:: Document text ::
Peter Gregory Gallop began service in 1873 as 1st Assistant Lighthouse Keeper, Roanoke Marshes. He was appointed keeper of the Washington Buoy Depot in 1906 and departed the station in 1909. [11]
When he left the Buoy Yard, he had served 35 years, longest in the Lighthouse Service. He was 66 years old and stone deaf. [12]
Gallop was relieved at the buoy yard in 1909 by Tillman F. Smith, the second longest in service according to the Washington Daily News. [13]
Given their advanced age, apparently being custodian of the Washington Buoy Depot wasn’t arduous duty.
The Lighthouse Service

Washington’s success — it’s survival — depended upon shipping; freight inbound, products outbound, but the inlets and sounds of North Carolina were notorious for shoals and shifting channels. The lighthouses, channel buoys, and day shapes placed and maintained by the Lighthouse Service were essential to safely navigate the numerous hazards. Even now there are hundreds of entries in the U.S. Coast Guard Light List for the Carolina sounds.
The U.S. Lighthouse Establishment was created by the First Congress in 1789 and chronically underfunded ever after. In 1852, the Lighthouse Establishment became the Lighthouse Board. The nine members of the board were mostly Naval and Army engineering officers.
The board’s area of responsibility was divided into 12 districts. The Fourth Lighthouse District consisted of New Jersey, Delaware and Delaware Bay. The Fifth District extended from Virginia, including Chesapeake Bay, and the Carolina sounds north of the New River.
The Lighthouse Board set the priorities, but the Lighthouse Service Tenders were the workhorses of the service.
The Tenders
The Lighthouse Service Tender Violet was one of the first to appear regularly in the Washington newspapers.
:::
§ **Work to complete**
1) According to the lighthouse service history, why was the work of the Lighthouse Service essential to Washington? Answer in one to three sentences.
2) Please proceed with the lighthouse service history, picking up right after its final sentence.
The records come from a separate source.
:: Supplied material ::
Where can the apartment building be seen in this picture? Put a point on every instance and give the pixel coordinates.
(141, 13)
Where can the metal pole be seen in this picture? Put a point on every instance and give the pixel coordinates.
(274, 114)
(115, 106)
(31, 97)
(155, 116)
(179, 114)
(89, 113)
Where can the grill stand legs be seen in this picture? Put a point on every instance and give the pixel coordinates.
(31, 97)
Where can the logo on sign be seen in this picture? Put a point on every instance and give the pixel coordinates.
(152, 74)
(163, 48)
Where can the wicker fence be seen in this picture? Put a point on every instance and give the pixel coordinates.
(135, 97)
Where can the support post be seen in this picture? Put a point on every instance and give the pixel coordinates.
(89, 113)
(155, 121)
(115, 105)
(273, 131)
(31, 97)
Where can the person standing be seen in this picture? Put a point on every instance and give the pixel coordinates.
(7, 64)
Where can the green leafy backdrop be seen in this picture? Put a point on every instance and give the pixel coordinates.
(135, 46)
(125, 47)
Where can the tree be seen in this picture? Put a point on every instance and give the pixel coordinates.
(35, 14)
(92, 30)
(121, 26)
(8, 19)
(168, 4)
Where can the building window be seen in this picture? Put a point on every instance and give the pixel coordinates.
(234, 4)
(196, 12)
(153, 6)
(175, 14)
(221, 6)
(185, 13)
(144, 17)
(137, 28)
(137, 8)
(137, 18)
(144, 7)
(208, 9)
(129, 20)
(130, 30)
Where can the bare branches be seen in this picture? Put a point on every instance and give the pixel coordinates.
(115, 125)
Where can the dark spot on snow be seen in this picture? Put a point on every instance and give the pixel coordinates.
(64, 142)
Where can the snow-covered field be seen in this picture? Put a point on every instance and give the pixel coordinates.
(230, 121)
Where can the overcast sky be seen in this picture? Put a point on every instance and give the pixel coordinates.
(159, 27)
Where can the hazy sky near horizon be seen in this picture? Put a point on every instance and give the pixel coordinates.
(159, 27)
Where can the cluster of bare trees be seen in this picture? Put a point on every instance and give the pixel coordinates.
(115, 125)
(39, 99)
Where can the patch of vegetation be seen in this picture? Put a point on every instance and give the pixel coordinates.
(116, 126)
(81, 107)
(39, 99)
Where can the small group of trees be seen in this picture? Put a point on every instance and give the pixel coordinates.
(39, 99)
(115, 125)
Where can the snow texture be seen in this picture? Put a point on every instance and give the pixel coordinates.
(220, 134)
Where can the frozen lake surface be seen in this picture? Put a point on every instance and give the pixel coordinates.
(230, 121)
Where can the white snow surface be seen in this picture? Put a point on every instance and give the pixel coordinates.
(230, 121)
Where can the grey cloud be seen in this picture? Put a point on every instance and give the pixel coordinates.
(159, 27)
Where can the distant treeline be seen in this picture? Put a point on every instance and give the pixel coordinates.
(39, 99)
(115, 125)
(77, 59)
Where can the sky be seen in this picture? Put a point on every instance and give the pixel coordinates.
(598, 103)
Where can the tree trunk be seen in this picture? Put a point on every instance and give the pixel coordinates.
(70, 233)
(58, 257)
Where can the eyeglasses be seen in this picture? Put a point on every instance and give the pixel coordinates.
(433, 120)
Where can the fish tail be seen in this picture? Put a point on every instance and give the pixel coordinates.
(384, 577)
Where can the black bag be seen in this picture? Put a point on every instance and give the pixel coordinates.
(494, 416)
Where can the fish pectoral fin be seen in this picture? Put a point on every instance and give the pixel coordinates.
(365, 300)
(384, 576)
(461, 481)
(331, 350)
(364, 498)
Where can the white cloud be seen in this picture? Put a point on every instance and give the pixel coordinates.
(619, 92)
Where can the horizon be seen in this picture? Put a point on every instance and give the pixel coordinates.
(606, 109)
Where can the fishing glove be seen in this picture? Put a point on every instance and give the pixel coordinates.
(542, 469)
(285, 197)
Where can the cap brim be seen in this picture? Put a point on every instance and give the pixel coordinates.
:::
§ **Results of the exercise**
1) Washington's survival depended on shipping, but the inlets and sounds of North Carolina were notorious for shoals and shifting channels. The lighthouses, channel buoys, and day shapes that the Lighthouse Service placed and maintained were needed to navigate those hazards safely.

2)
She first sailed as the Martha Washington, a 107-foot private steamer built in Staten Island in 1864 during the Civil War. She served as an excursion steamer on New York Harbor before being purchased and rebuilt by the Lighthouse Service in 1870. When the work was finally completed in 1871, she was commissioned the U.S. Lighthouse Tender Violet and originally assigned to the Fourth Lighthouse District. In 1886, she was rebuilt again, lengthened to 143 feet, and reassigned to the Fifth District. [14]
In 1887, the Violet was making for Washington, steaming through a dark night with rain falling on the Pamlico Sound. The light on Pamlico Point had just become visible when there was a loud shriek. Seaman William Waterworth, who had been throwing the lead line from the foredeck, lost his footing and fell into the dark water. It was Waterworth’s cry as he was swept into the steamer’s thrashing paddlewheel. [15]
His body was found days afterward near the mouth of the Pamlico River. [16]
Tenders had to be cautious when navigating the Pamlico River. The Violet’s draft was 8 foot 6 inches when heavily loaded, but she had to carefully navigate the Pamlico River channel dredged by the Army Corps of Engineers to a controlling depth of only nine feet. In February 1909, she ran aground below the Norfolk and Southern Railroad bridge when the wind blew the water out of the river. [17]
Lighthouse tenders weren’t used solely for the serious business of maintaining aids to navigation. They also served as party boats.
President Grover Cleveland arrived in Washington on Saturday, May 19, 1894, onboard the Violet. The Washington Gazette reported that news of the President’s arrival spread like a grass fire through the town. Apparently, exciting little interest. Only a few bothered to walk down to the government wharf and only three boarded the steamer – Capt. Lawrence on business with the Naval Secretary, Fred Hoyt to deliver 350 rounds of ammunition and copies of newspapers requested by the President, and a Washington Gazette reporter.
The President’s party consisted of Secretary of the Treasury John Carlisle, Secretary of State Walter Gresham, and Fighting Bob Evans.

Robley Dunglison Evans was probably the most interesting of the party. He was still a Navy captain in 1894, recently appointed Naval Secretary of the Lighthouse Board, but he had fought in the Second Battle of Fort Fisher (1865), would command the battleship USS Iowa in the Battle of Santiago de Cuba (1898), and, as rear admiral, he would command the Great White Fleet in its global cruise (1907-1908).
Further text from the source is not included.